Text:
• • • • • • •
Hohe Gas- und Strompreise machen der Voest zu schaffen © APA - Austria Presse Agentur
Die hohen Energie- und Arbeitskosten in Europa, zunehmender Protektionismus sowie eine verschärfte Regulatorik in der EU machen voestalpine-Chef Herbert Eibensteiner Kopfzerbrechen. Aussichten auf eine schnelle Konjunkturerholung gebe es nicht, der Umstieg auf Elektromobilität und der Netzausbau kämen nur schleppend voran und auch der strukturelle Fachkräfteengpass werde bleiben, zeichnete Eibensteiner am Freitag bei der "Gewinn"-Messe in Wien ein eher düsteres Bild.
Vor kurzem hat die voestalpine ihre Gewinnerwartung für das laufende Geschäftsjahr 2024/25 (per Ende März) nach unten geschraubt - nach 1,7 Mrd. Euro wird jetzt nur noch ein EBITDA (Gewinn vor Zinsen, Steuern und Abschreibungen) von 1,4 Mrd. Euro erwartet. Das seien zwar 300 Mio. Euro weniger, aber im zweiten Rezessionsjahr sei das immer noch beachtlich, sagte Eibensteiner.
• • • • • • •
(Daten zur Objektverortung in natürlicher Sprache)

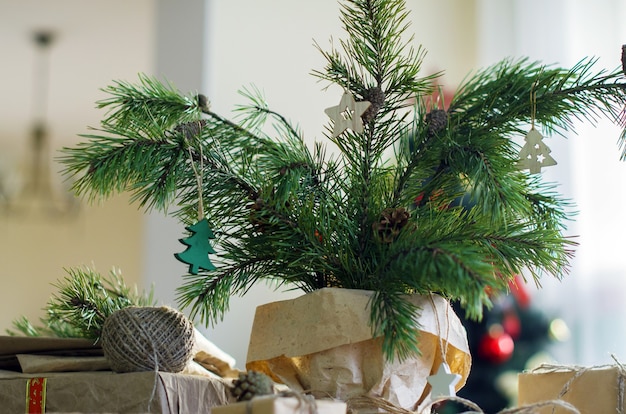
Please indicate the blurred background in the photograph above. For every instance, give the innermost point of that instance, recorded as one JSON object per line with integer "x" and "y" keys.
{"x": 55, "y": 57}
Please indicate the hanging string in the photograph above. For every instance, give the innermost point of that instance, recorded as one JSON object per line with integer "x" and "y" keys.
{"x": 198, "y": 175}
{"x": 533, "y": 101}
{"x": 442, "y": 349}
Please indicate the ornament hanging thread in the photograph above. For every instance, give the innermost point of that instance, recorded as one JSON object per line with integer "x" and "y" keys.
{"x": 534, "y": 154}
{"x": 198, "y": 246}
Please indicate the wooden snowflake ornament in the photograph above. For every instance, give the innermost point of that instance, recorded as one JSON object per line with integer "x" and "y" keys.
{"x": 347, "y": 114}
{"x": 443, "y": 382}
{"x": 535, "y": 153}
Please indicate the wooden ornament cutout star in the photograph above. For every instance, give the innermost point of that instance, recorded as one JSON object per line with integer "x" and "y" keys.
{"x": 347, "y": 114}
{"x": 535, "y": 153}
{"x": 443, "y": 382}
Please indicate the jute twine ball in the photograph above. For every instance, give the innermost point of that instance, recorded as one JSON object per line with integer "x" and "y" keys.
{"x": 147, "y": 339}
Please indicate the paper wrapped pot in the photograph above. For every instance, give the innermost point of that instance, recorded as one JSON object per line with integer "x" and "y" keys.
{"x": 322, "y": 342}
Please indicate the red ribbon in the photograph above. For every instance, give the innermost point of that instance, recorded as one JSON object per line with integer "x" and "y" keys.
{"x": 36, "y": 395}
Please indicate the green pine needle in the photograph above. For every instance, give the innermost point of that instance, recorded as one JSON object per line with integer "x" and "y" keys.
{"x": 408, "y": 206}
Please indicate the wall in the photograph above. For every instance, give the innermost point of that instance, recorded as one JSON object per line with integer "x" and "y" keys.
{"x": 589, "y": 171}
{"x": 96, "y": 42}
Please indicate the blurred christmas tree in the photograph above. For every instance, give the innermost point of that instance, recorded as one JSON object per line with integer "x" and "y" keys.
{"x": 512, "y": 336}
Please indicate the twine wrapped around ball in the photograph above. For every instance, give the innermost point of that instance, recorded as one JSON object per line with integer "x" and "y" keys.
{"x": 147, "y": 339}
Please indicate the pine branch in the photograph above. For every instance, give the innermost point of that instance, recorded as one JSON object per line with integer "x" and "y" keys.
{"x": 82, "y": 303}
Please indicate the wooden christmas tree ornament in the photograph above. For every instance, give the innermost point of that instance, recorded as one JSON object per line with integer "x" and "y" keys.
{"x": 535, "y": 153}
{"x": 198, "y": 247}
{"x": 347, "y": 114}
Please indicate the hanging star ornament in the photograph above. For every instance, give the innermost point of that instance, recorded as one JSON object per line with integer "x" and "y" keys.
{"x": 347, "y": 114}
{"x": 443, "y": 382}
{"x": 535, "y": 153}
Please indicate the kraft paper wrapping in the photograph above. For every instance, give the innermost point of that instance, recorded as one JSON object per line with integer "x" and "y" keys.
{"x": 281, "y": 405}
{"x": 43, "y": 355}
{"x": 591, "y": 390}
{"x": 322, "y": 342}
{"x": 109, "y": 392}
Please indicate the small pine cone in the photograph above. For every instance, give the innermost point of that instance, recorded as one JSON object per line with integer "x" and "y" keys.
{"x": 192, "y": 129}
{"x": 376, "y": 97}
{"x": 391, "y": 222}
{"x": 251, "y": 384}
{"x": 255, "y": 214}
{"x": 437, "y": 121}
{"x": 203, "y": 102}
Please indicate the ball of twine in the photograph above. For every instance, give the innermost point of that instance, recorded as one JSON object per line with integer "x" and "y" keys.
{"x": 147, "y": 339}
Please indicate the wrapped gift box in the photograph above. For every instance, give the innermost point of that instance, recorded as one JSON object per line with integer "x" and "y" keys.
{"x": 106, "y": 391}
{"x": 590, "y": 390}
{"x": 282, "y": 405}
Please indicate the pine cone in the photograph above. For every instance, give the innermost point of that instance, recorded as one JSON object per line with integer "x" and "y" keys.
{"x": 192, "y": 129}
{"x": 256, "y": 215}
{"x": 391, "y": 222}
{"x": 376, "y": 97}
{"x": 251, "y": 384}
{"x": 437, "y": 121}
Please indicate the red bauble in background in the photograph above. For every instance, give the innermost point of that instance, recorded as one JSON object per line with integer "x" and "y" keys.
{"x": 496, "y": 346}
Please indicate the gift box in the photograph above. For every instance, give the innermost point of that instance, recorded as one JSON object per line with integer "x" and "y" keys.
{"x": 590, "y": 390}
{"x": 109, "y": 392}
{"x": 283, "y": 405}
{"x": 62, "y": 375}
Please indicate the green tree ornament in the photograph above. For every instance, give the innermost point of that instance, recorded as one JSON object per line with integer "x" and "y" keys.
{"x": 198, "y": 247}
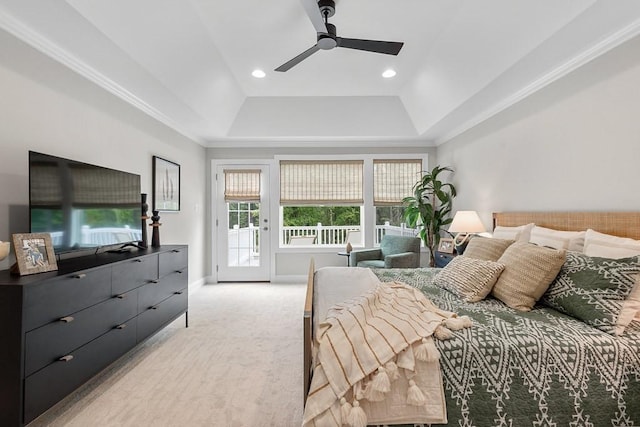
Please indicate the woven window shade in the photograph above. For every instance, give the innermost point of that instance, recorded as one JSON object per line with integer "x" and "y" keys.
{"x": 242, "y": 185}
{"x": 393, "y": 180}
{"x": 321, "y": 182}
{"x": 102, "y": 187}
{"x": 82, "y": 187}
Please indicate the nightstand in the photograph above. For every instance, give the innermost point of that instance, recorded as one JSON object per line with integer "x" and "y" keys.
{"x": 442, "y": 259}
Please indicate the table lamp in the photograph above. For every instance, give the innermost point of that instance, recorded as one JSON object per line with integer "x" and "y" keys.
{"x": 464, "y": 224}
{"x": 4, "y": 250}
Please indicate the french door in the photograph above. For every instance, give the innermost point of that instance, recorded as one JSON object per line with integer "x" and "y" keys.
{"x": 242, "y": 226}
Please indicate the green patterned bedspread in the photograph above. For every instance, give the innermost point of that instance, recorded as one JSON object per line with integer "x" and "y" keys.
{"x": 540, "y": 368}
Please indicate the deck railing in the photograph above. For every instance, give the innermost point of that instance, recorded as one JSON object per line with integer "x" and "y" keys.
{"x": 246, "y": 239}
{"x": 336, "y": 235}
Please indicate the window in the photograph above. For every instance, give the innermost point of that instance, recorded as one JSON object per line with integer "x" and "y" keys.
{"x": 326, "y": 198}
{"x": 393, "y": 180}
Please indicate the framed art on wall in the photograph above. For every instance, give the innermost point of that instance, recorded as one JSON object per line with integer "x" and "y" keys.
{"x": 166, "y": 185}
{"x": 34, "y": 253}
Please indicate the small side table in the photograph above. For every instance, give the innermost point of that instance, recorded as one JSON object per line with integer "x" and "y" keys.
• • • • • • •
Aufgaben:
1. Gib aus dem Text über die voestalpine den Abschnitt von "Hohe Gas- und" bis "eher düsteres Bild." wortgetreu wieder.
2. Welches EBITDA erwartet die voestalpine laut dem Text über die voestalpine inzwischen für das Geschäftsjahr 2024/25?

Lösungen je Aufgabe:
1.
Hohe Gas- und Strompreise machen der Voest zu schaffen © APA - Austria Presse Agentur
Die hohen Energie- und Arbeitskosten in Europa, zunehmender Protektionismus sowie eine verschärfte Regulatorik in der EU machen voestalpine-Chef Herbert Eibensteiner Kopfzerbrechen. Aussichten auf eine schnelle Konjunkturerholung gebe es nicht, der Umstieg auf Elektromobilität und der Netzausbau kämen nur schleppend voran und auch der strukturelle Fachkräfteengpass werde bleiben, zeichnete Eibensteiner am Freitag bei der "Gewinn"-Messe in Wien ein eher düsteres Bild.

2. 1,4 Mrd. Euro